San Francisco Bay Area rss

Restaurant recommendations, new openings, and highlights from the SF Chowhound community.

Berkeley Italian Branches Out

The people behind the ever-popular Rivoli have opened a more casual offshoot, Corso, featuring pizza, pasta, and small plates. Florentine dishes also are a specialty, reports the San Francisco Chronicle.

The place reminds Robert Lauriston of Rose Pistola just after it opened and Reed Hearon was in the kitchen: simple, great flavors, and very Italian. (Corso’s chef is Elaine Rivera, who spent many years at Oliveto.)

Acquacotta, a minestronelike soup topped with toast and a soft-cooked egg, and the cauliflower sformatino, a custard with intense cauliflower flavor, are both “great” reports Robert Lauriston.

bigchowfun tried the pizza funghi (“crisp, charred crust, very flavorful, with a touch of truffle oil”), pasta with sugo (“luscious slow-cooked pork/beef”), and bollito with salsa verde (“melt-in-your-mouth beef”).

And the dessert of caramelized pear with vin santo sauce and whipped cream is “heavenly,” says bigchowfun, who adds that the wine list is “totally Italian but reasonably priced.”

The small plates, such as spinach with garlic and chile, and creamy fagioli beans, went down well with megek, who also likes having the option of ordering wine in half glasses and half carafes.

Layout-wise, the restaurant has an open kitchen with a counter, a bar area, and a large, communal table, which could prove useful, since Corso doesn’t take reservations, notes bigchowfun.

Corso [East Bay]
1786 Shattuck Avenue, Berkeley
510-704-8004

Board Links: Corso (Berkeley)
rivoli on shattuck?

Two New Indian Restaurants in SF

San Francisco dosa-lovers, take note: Udupi Palace has opened on Valencia Street. The rava masala dosa is nice and crisp, says nuttie_cat, while the mysore masala dosa has a layer of tangy chutney inside. The potato fillings in both are tasty, if not quite spicy enough.

The vada was also nice and crisp, continues nuttie_cat, but the idly was a bit dry. Still, based on an excellent spinach masala dosa, jpancake gives this location the edge over the small chain’s Berkeley branch, and says it’s a welcome addition to San Francisco given the “bland and overpriced” food on offer at nearby Dosa, which also specializes in South Indian cuisine.

Prices at this Udupi Palace seem about a dollar higher than the one in Sunnyvale, reports nuttie_cat, with dosas mostly $7.75, uthappams $6.75, and combos of dosa or uthappam with idly and vada $9.75.

It’s clean, and folks are friendly, according to nuttie_cat, but the hours are a little, well, unpredictable in these early days, says jpancake.

Also new in town is Kasa in the Castro, reports osho. It specializes in the kati roll, a sort of Indian burrito (also known as a frankie), and fillings include lamb curry, aloo jeera (sautéed cumin potatoes), or chicken tikka, all wrapped in a flaky roti.

The grass-fed lamb is outstanding, says osho, and the curry sauce is great on its own for dipping. The chicken tikka, however, was a bit dry and underspiced. On the side you get a mixed salad and some raita. Two rolls cost $8.95.
==========
## REQUIRED TASK 1
In the Bay Area restaurant roundup, turn the paragraph beginning "Prices at this Udupi Palace" into a short list that keeps its main facts.
## REQUIRED TASK 2
Carry on the Bay Area restaurant roundup, starting right after its last sentence.

[Named-object pointing records]
==========
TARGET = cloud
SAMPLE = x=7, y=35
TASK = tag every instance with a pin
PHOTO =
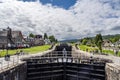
x=85, y=18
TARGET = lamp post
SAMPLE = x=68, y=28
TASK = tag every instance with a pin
x=7, y=57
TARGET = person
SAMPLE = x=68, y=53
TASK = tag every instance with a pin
x=17, y=53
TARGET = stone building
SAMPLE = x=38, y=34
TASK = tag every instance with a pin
x=11, y=38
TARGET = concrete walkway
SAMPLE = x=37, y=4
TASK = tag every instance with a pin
x=16, y=60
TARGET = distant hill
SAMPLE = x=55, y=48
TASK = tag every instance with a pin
x=111, y=36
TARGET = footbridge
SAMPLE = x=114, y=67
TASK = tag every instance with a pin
x=63, y=62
==========
## RESPONSE 1
- Prices run about a dollar higher than at the Sunnyvale Udupi Palace, according to nuttie_cat.
- Dosas: mostly $7.75
- Uthappams: $6.75
- Dosa or uthappam combo with idly and vada: $9.75

## RESPONSE 2
Udupi Palace [Mission District]
1007 Valencia Street, San Francisco
415-970-8000

Kasa Indian Eatery [Castro]
4001 18th Street, San Francisco

415-621-6940

Board Links: Udupi Palace SF open
SF–Kasa Indian–Castro

San Jose’s Saigon Seafood

Its name may be Saigon Seafood, or Nha Hang, or perhaps even Saigon Vien Dong. But, whatever it’s called, hounds say this San Jose joint serves up good, fresh Vietnamese food, like goi sua tom thit, an herb-laced salad of pork, prawns, and jellyfish. The contrast of pork ear and skin with the jellyfish is fantastic, says The Ranger.

Also recommended: sizzling goat, sizzling fish (though on one occasion this wasn’t sizzling and arrived on a cold plate instead), dry nam vang rice noodle soup, and baby clams with special spices. There are plenty of herbs and dipping sauces, plus matchsticks of galangal for what markseiden calls “that indispensable hint of menthol.”

RWCFoodie also recommends you keep an eye out for the fruit vendor on the sidewalk just outside, selling fresh mangosteens, jackfruit, Manila mangoes, litchis, and the like.

Saigon Seafood [South Bay]
740 Story Road #1, San Jose
408-298-8488

Board Link: Lunch at Nha Hang Saigon Seafood Restaurant aka Saigon Vien Dong–San Jose

Great Taiwanese Beef Noodle Soup

After searching the Bay Area for Taiwanese beef noodle soup, vliang is thrilled to have found a great version at TMM Desserts, a strip mall café in Millbrae. The broth is multidimensional, with a hint of anise, vliang reports, and is neither too spicy nor too oily. The la-mien/ramen noodles have bite, even by the time you reach the bottom of the (huge) bowl. And the beef, the ideal combo of lean meat, tendon, and fat, is cooked to melting perfection without losing any of its flavor.

TMM apparently started out as a tea and dessert place, and now is branching out into Hong Kong/Taiwanese small eats, with some Shanghai dishes to follow. There’s no English signage outside: You can find it next to the L&L Hawaiian Barbecue.

TMM Desserts [Peninsula]
350 Adrian Road, Millbrae
650-259-9213

Board Link: OMG, I Found My BNS!!!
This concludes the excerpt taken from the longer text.